■ **TO DO**: Reproduce the records below word for word. Begin at the line that contains "Target: stubble beard" and stop after the last line of the records.

[Items from a dataset]
━━━━━━━━━━━━━━━━━━━━

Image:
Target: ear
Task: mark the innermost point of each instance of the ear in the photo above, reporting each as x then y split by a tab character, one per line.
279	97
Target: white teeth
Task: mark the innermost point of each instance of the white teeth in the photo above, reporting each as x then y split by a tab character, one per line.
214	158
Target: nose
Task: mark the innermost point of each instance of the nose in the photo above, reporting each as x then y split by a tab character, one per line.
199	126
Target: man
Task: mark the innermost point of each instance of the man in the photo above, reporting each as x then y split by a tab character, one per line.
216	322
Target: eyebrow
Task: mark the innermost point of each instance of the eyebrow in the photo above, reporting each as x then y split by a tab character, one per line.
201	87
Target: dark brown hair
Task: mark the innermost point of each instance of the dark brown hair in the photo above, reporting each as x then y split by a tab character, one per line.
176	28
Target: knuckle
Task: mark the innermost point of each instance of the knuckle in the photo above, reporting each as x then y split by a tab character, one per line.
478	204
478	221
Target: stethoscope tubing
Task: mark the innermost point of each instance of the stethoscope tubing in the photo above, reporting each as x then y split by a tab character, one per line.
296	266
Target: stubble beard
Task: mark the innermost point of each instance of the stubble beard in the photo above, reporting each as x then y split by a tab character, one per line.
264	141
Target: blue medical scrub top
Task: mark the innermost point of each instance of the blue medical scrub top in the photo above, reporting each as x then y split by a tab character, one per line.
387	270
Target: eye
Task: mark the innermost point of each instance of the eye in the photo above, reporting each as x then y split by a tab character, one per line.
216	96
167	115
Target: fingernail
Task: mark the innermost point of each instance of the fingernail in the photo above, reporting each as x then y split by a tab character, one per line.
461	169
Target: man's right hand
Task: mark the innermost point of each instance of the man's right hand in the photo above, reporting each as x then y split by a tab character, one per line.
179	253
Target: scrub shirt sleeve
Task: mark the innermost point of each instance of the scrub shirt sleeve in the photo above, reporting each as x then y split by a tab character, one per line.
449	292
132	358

━━━━━━━━━━━━━━━━━━━━

■ **CORRECT OUTPUT**:
Target: stubble beard
Task: mark the innermost point of each instance of the stubble beard in the photo above, reporting each as x then y split by a tab character, one per line.
264	141
Target: blue medical scrub top
Task: mark the innermost point of each instance of the blue medical scrub top in the photo above, reporting each as x then y split by a tab character, one per line.
387	270
Target: eye
Task: mark the innermost point of each instance of the eye in the photo above, reporting each as x then y split by a tab character, one per line.
216	96
167	115
Target: fingernail
Task: mark the innermost point of each instance of the fingernail in the photo above, reporting each as x then y split by a tab character, one per line.
461	169
Target: man's right hand
Task: mark the innermost point of each instance of the man's right hand in the photo above, reporting each as x then y split by a tab character, one per line.
179	253
Target: scrub shirt sleeve
Task: mark the innermost point of each instance of the scrub shirt sleeve in the photo above, reporting each as x then y split by a tab character, one per line.
449	292
132	358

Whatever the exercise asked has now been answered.